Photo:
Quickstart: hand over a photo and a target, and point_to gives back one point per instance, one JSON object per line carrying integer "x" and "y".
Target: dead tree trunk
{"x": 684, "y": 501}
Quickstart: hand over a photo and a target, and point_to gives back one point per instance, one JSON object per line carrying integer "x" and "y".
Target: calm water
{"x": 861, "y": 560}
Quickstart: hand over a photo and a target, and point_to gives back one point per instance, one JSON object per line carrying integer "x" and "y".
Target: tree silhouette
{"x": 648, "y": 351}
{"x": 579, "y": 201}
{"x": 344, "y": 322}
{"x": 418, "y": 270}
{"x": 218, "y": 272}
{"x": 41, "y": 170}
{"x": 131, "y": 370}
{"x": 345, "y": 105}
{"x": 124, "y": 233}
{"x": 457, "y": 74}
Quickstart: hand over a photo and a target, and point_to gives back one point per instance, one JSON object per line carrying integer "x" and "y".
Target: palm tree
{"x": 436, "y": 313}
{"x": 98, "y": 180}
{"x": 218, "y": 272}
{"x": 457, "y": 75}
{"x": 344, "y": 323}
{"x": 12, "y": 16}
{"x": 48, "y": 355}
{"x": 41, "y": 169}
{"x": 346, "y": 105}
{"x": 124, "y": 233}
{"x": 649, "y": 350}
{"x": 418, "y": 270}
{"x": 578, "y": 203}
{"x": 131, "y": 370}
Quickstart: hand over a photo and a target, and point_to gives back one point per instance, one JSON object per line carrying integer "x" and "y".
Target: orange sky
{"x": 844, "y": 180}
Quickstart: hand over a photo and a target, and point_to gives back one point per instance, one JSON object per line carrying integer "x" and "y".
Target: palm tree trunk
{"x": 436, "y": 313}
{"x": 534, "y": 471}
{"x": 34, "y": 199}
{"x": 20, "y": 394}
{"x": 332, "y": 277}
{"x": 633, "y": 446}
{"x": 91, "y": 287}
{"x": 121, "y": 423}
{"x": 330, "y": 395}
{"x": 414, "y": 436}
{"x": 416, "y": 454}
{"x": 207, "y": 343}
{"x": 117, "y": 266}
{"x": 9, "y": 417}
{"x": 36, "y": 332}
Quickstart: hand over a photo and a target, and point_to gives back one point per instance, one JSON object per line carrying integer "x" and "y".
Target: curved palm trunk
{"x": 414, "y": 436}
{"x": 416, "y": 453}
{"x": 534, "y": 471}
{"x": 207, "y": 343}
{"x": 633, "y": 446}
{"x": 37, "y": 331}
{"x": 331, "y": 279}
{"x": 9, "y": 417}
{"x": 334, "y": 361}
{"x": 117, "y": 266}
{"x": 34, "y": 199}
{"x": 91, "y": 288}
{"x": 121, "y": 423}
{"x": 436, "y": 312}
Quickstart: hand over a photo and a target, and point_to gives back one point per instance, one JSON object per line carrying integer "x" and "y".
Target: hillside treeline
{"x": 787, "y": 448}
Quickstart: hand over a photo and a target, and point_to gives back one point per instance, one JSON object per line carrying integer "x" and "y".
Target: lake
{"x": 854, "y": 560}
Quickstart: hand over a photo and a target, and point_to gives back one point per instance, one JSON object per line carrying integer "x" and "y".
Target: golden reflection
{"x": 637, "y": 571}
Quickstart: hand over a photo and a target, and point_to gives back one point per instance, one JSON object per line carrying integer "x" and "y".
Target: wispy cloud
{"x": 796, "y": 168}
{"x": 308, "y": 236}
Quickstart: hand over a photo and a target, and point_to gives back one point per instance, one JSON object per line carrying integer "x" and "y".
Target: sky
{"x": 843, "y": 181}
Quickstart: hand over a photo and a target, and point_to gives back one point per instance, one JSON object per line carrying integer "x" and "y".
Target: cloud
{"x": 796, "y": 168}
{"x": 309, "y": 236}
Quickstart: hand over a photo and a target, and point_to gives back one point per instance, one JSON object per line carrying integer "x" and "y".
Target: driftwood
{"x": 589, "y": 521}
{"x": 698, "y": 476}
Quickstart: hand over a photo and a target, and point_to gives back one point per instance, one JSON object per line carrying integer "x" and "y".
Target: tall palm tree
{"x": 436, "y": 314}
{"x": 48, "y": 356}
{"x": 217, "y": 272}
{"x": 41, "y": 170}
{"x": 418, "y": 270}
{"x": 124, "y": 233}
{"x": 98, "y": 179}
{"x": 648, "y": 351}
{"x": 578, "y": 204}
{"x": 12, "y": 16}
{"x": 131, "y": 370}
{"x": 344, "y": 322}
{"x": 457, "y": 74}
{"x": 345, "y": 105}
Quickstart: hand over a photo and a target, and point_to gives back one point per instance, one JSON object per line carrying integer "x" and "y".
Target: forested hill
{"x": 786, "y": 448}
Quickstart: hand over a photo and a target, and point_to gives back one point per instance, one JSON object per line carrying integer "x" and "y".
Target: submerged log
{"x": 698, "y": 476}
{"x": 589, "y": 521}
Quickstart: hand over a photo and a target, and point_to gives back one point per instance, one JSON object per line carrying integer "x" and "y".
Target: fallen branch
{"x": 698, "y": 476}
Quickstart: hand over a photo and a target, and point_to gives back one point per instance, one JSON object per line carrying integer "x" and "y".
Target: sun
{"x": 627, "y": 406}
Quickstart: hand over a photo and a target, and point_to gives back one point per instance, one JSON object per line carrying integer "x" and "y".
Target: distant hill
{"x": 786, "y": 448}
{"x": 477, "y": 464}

####

• **Stated problem**
Every line of the data above should be reproduced word for word.

• **Solution to the problem**
Photo:
Quickstart: hand over a photo and a target, and point_to gives back one point per instance, one JSON object per line carrying integer "x" and "y".
Target: dead tree trunk
{"x": 684, "y": 501}
Quickstart: hand over a photo and a target, and point_to gives back one point per instance, one JSON object per line carrying integer "x" and "y".
Target: calm water
{"x": 861, "y": 560}
Quickstart: hand over a photo and a target, and point_to gives back one point per instance, one JSON object per line carrying integer "x" and "y".
Target: tree silhouette
{"x": 648, "y": 351}
{"x": 579, "y": 201}
{"x": 344, "y": 322}
{"x": 418, "y": 270}
{"x": 218, "y": 272}
{"x": 41, "y": 170}
{"x": 131, "y": 370}
{"x": 345, "y": 105}
{"x": 124, "y": 233}
{"x": 457, "y": 74}
Quickstart: hand over a photo and a target, and point_to gives back one point per instance, one JSON object per line carrying integer "x" and "y".
Target: palm tree
{"x": 436, "y": 313}
{"x": 98, "y": 180}
{"x": 218, "y": 272}
{"x": 457, "y": 75}
{"x": 344, "y": 323}
{"x": 12, "y": 16}
{"x": 48, "y": 355}
{"x": 41, "y": 169}
{"x": 346, "y": 105}
{"x": 124, "y": 233}
{"x": 649, "y": 350}
{"x": 418, "y": 270}
{"x": 578, "y": 203}
{"x": 131, "y": 370}
Quickstart: hand over a photo and a target, and point_to gives back one point per instance, one JSON object per line carrying integer "x" and "y".
Target: orange sky
{"x": 844, "y": 180}
Quickstart: hand over a photo and a target, and point_to gives back one point per instance, one JSON object per line carrying integer "x" and "y".
Target: palm tree trunk
{"x": 436, "y": 313}
{"x": 534, "y": 471}
{"x": 34, "y": 199}
{"x": 20, "y": 394}
{"x": 332, "y": 277}
{"x": 633, "y": 446}
{"x": 91, "y": 287}
{"x": 121, "y": 423}
{"x": 330, "y": 395}
{"x": 414, "y": 436}
{"x": 416, "y": 454}
{"x": 207, "y": 343}
{"x": 117, "y": 266}
{"x": 9, "y": 417}
{"x": 36, "y": 332}
Quickstart: hand over a photo and a target, and point_to gives back one point per instance, one JSON object per line carrying integer "x" and "y".
Target: curved palm trunk
{"x": 414, "y": 436}
{"x": 416, "y": 453}
{"x": 534, "y": 471}
{"x": 207, "y": 343}
{"x": 633, "y": 446}
{"x": 37, "y": 331}
{"x": 331, "y": 279}
{"x": 9, "y": 417}
{"x": 334, "y": 361}
{"x": 117, "y": 266}
{"x": 34, "y": 199}
{"x": 91, "y": 288}
{"x": 121, "y": 423}
{"x": 436, "y": 312}
Quickstart: hand over a photo and a target, and point_to gives back one point per instance, one JSON object per line carrying integer "x" and "y".
Target: hillside treeline
{"x": 787, "y": 448}
Quickstart: hand over a photo and a target, and point_to gives back one point per instance, one JSON object per line carrying integer "x" and "y".
Target: lake
{"x": 854, "y": 560}
Quickstart: hand over a photo and a target, and point_to gives back one point per instance, one JSON object per line carrying integer "x" and "y".
Target: golden reflection
{"x": 637, "y": 571}
Quickstart: hand over a photo and a target, and point_to gives back one point per instance, one JSON object per line carrying integer "x" and "y".
Target: wispy cloud
{"x": 796, "y": 168}
{"x": 308, "y": 236}
Quickstart: hand over a photo and a target, and point_to gives back one point per instance, one JSON object per line carrying integer "x" and "y".
Target: sky
{"x": 843, "y": 181}
Quickstart: hand over a photo and a target, and point_to gives back one point per instance, one JSON object per line carrying integer "x" and "y".
Target: cloud
{"x": 796, "y": 168}
{"x": 309, "y": 236}
Quickstart: hand over a photo and a target, and point_to gives back one point per instance, one JSON object per line carrying integer "x" and "y".
Target: driftwood
{"x": 589, "y": 521}
{"x": 698, "y": 476}
Quickstart: hand over a photo and a target, and point_to gives back one point per instance, one JSON object per line carrying integer "x" and "y".
Target: tall palm tree
{"x": 436, "y": 314}
{"x": 48, "y": 356}
{"x": 217, "y": 272}
{"x": 41, "y": 170}
{"x": 418, "y": 270}
{"x": 124, "y": 233}
{"x": 98, "y": 179}
{"x": 648, "y": 351}
{"x": 578, "y": 204}
{"x": 12, "y": 16}
{"x": 131, "y": 370}
{"x": 344, "y": 322}
{"x": 457, "y": 74}
{"x": 345, "y": 105}
Quickstart: hand over a photo and a target, and point_to gives back one point per instance, one JSON object per line carrying integer "x" and "y".
Target: forested hill
{"x": 786, "y": 448}
Quickstart: hand over a photo and a target, and point_to gives back one point per instance, one JSON object per line carrying integer "x" and "y".
Target: submerged log
{"x": 698, "y": 476}
{"x": 589, "y": 521}
Quickstart: hand over a photo and a target, and point_to gives back one point per instance, one JSON object per line carrying integer "x" and "y".
Target: fallen branch
{"x": 698, "y": 476}
Quickstart: hand over a photo and a target, and point_to gives back one point per instance, one JSON object per line carrying integer "x" and "y".
Target: sun
{"x": 627, "y": 406}
Quickstart: hand over a photo and a target, and point_to gives back one point per instance, one JSON object per line carrying integer "x" and "y".
Target: distant hill
{"x": 786, "y": 448}
{"x": 477, "y": 464}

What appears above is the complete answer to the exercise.